Task set →
**1.** Using the text on COVID-19 vaccines, answer the following:
(a) How many COVID-19 vaccine candidates did the World Health Organization report on March 20, 2020?
(b) How long do scientists say it will take for a vaccine to be developed, approved and ready?
(c) In what form are the antigens in a vaccine traditionally presented?
**2.** Condense the paragraph beginning "Traditionally these antigens" from the text on COVID-19 vaccines into a short list that keeps its main facts.

Reading text →
● ● ●

Until there is a vaccine no one is safe!
It must and should be made clear, until there is a vaccine any lifting of social distancing will leave people open to catching the virus. This could ultimately result in death or the spreading of COVID-19 creating a second wave of the pandemic.
There is now a global race to to create a vaccine, with many different pharmaceutical and research institutes vying to be the first to create it. On March 20, 2020 the World Health Organization (WHO) stated that there are 44 COVID-19 vaccine candidates.
But scientists say it will take around 12 to 18 months for a vaccine to be developed, approved and ready.
How do vaccines work?
A vaccine works by presenting certain molecules – also known as antigens of the pathogen (the virus) – to the immune system.
Traditionally these antigens are in a weakened or inactive form, so they cannot actually cause the illness. But our immune system is then able to recognise the antigen as an unwanted foreign invader, and forms antibodies, allowing it to “remember” the pathogen in case it tries to infect you in the future.

● ● ●

Region pointing data →
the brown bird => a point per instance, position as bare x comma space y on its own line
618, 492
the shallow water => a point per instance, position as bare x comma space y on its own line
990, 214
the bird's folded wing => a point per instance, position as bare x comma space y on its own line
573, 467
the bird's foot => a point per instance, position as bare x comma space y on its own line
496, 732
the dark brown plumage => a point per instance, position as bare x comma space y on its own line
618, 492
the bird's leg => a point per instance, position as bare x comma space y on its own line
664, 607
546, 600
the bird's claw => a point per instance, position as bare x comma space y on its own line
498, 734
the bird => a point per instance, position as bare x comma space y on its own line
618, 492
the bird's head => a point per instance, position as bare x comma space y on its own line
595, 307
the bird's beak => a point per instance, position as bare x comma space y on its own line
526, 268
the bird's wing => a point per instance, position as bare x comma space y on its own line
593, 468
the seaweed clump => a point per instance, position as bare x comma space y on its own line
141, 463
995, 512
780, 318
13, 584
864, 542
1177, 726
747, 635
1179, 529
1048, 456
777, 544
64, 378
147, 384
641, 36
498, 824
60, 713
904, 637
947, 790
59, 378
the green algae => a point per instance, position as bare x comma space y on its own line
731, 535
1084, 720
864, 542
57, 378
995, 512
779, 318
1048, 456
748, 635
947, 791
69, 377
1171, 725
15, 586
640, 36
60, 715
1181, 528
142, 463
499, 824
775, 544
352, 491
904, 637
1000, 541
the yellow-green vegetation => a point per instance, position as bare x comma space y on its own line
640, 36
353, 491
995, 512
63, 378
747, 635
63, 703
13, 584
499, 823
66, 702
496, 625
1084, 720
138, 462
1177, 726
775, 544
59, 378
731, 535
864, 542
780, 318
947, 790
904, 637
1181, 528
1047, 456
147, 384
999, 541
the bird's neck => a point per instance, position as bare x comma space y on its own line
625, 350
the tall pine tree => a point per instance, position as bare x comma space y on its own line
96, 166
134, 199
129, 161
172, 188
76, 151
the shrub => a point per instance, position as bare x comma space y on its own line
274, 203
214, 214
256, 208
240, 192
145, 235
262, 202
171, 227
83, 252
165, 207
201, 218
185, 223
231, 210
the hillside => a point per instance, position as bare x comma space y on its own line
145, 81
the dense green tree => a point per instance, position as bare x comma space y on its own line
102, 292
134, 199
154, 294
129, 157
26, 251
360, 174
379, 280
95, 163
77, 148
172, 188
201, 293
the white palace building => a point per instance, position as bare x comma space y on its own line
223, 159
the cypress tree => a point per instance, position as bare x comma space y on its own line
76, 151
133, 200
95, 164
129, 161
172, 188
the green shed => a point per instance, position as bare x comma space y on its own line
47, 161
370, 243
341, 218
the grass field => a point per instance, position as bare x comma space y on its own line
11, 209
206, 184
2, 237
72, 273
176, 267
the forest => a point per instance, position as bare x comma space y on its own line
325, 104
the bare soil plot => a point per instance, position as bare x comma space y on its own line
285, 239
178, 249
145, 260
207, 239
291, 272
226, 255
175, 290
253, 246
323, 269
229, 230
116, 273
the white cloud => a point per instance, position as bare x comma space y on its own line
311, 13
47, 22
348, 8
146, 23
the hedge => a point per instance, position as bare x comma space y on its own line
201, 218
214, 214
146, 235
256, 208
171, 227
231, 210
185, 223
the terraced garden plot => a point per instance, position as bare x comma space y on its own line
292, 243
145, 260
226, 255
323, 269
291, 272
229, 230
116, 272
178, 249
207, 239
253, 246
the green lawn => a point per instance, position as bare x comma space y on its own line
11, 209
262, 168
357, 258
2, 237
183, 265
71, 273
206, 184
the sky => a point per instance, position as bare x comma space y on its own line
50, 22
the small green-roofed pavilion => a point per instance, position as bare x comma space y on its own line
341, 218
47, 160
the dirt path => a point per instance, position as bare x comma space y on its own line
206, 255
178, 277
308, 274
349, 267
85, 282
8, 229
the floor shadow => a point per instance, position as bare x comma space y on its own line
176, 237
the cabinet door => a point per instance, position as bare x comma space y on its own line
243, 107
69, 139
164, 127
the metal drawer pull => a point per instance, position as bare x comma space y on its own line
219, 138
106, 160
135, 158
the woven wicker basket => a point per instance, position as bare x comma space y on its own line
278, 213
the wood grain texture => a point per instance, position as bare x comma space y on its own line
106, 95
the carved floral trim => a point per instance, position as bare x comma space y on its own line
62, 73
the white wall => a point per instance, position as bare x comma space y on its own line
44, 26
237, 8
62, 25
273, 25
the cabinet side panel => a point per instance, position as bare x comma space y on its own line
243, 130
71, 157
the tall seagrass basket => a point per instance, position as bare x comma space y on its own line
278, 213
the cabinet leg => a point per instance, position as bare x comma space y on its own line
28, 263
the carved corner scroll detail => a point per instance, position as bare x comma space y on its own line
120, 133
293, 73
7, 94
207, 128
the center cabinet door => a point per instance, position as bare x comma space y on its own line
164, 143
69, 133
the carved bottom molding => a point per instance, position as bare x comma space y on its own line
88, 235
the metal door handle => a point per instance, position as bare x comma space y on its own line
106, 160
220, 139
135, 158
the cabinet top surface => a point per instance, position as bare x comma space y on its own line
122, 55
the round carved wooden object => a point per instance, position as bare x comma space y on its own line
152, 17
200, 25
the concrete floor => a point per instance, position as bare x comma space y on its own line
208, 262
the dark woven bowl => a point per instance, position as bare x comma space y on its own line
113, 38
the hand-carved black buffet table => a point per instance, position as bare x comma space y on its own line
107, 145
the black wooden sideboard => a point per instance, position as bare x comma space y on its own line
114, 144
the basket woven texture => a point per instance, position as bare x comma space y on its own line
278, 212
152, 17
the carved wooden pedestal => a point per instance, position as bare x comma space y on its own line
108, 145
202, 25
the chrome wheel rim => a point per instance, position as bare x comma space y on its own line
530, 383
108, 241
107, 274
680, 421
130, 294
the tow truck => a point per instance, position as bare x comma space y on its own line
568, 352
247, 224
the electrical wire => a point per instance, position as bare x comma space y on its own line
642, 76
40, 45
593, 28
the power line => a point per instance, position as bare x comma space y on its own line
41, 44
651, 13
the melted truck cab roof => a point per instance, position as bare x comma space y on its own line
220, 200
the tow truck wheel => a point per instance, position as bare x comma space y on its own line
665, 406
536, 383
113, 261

● ● ●

Exercise results →
**1.**
(a) 44
(b) Around 12 to 18 months
(c) In a weakened or inactive form, so they cannot actually cause the illness

**2.**
- Antigens in vaccines are traditionally weakened or inactive, so they cannot cause the illness.
- The immune system recognizes the antigen as an unwanted foreign invader.
- It forms antibodies in response.
- This lets it "remember" the pathogen in case it tries to infect you in the future.